Clairement, de cette décennie ne restera que le travail de terrain acharné mené par les collectifs locaux, Scalp ou Ras L’Front et quelques opérations qui firent mal au FN pour des raisons diverses : banderole du 1° mai 1995 (Ras L’Front), torpillage du voyage de Le Gallou au Québec aux frais du conseil régional Ile-de-France en 1994 (REFLEX), blocage du train FN pour Carpentras en 1995 (Ras L’Front), murage de la librairie l’Æncre en riposte à celui du Sous-marin de Vitrolles en 1997 (Scalp), attentats contre les locaux du FN (FTP), etc…. Ce fut ce travail de terrain, cette lutte continue et parfois violente sur les marchés et dans les quartiers qui firent sans doute le plus pour freiner l’ascension du Front. C’est d’ailleurs à l’occasion d’un marché que le FN creusera sa tombe. Le 30 mai 1997, J.-M. Le Pen décide d’aller soutenir sa fille en campagne à Mantes-la-Jolie. Las, grâce à l’incapacité des militants FN de garder le silence, cela se sait et les militants du Scalp de Mantes attendent donc le chef du FN de pied ferme, d’autant plus déterminés que la campagne a été très physique. Fin comme du gros lard, J.-M. Le Pen ne peut résister à l’envie de “ casser du gauchiste ” et fonce tête baissée dans ce qui s’avérera être une stupide erreur. Si la bagarre avec les militants du Scalp a bien lieu, elle implique également une pauvre candidate PS à qui l’agression de J.-M. Le Pen va attribuer l’auréole de martyr. À partir de là, la mèche est allumée, qui, de la condamnation à l’inégibilité de J.-M. Le Pen jusqu’à l’affrontement avec B. Mégret, conduit à la scission de novembre 1998. Le harcèlement systématique du FN aura permis que ses lignes de faiblesse lui soient fatales. Le Scalp de Mantes-la-Jolie en aura été le plus bel acteur.
Aujourd’hui, où en est-on ? L’implosion du FN a largement contribué à assécher le marais. Ont disparu en particulier tous ceux qui vivaient du Front : organisations (CNV, Manifeste contre le FN), journalistes, écrivains. Cela se traduit par un silence médiatique assourdissant sur le mouvement nationaliste et ses activités. Mais toute personne un peu au fait du fonctionnement médiatique sait que ce n’est pas parce que les journalistes ont décrété la mort médiatique de l’extrême droite que celle-ci n’est plus de ce monde. Ont disparu aussi les grandes mobilisations anti-FN susceptibles d’occuper l’espace politique.
Restent les collectifs Ras L’Front et ceux du réseau No Pasaran, ainsi que quelques collectifs locaux autonomes. Les deux réseaux ne sont pas tout à fait dans la même situation. Accroché à un antifascisme strict, Ras L’Front connait depuis la scission du FN une phase de régression somme toute peu étonnante. L’urgence du combat semble moins évidente et une partie de ceux qui avaient amené le réseau au nombre de 150 collectifs sont partis. D’autre part, il est clair que la crise suscitée par ce pauvre D. Daeninckx en 1996 a laissé des traces au sein d’un réseau mal préparé à ce type de manipulation politique.

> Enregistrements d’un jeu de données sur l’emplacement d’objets

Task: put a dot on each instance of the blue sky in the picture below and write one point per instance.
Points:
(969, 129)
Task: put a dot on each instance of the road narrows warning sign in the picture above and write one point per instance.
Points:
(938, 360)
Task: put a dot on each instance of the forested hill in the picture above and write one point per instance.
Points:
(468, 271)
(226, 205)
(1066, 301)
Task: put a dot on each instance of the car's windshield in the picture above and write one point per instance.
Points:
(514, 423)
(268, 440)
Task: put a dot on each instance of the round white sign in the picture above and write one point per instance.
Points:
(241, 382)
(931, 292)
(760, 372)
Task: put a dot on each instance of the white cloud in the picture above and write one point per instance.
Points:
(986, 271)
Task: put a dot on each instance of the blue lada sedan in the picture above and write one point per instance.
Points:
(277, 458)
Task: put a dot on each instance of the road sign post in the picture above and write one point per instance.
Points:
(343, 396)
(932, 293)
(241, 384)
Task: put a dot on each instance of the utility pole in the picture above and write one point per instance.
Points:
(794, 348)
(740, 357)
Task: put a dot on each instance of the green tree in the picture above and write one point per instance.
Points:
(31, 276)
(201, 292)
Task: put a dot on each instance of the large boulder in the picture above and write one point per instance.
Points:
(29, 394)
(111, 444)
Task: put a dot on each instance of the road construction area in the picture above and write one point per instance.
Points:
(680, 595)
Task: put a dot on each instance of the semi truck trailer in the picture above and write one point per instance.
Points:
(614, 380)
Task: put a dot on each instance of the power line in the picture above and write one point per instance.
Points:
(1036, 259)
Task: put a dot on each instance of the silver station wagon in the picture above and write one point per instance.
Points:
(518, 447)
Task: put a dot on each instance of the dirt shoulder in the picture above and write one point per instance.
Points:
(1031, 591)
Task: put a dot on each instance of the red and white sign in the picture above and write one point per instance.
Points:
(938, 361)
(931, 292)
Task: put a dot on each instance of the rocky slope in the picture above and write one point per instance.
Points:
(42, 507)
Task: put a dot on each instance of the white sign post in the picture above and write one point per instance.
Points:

> Consigne 1
Pouvez-vous réécrire sous forme de liste le paragraphe du texte qui commence par « Aujourd’hui, où en est-on ? », en conservant ses faits principaux ?
> Consigne 2
Comment résumeriez-vous le texte en deux phrases ?
> Consigne 3
Répondez à ces questions sur le texte :
(a) À quelle date J.-M. Le Pen décide-t-il d’aller soutenir sa fille en campagne à Mantes-la-Jolie ?
(b) En quel mois et quelle année a eu lieu la scission du FN ?
(c) À combien de collectifs le réseau Ras L’Front avait-il été amené ?
Les items n’interviennent pas dans ce travail.

> Bonne réponse 1
- L’implosion du FN a largement contribué à assécher le marais.
- Tous ceux qui vivaient du Front ont disparu : organisations (CNV, Manifeste contre le FN), journalistes, écrivains.
- Il en résulte un silence médiatique assourdissant sur le mouvement nationaliste et ses activités.
- Que les journalistes aient décrété la mort médiatique de l’extrême droite ne signifie pas que celle-ci n’existe plus.
- Les grandes mobilisations anti-FN susceptibles d’occuper l’espace politique ont elles aussi disparu.

> Bonne réponse 2
Le travail de terrain des collectifs locaux comme le Scalp ou Ras L’Front a sans doute le plus freiné l’ascension du FN, et la bagarre de Mantes-la-Jolie du 30 mai 1997 a allumé la mèche qui a conduit à la scission de novembre 1998. Depuis, l’implosion du FN a fait disparaître ceux qui vivaient du Front ainsi que les grandes mobilisations anti-FN, tandis que Ras L’Front connaît une phase de régression.

> Bonne réponse 3
(a) Le 30 mai 1997.
(b) En novembre 1998.
(c) À 150 collectifs.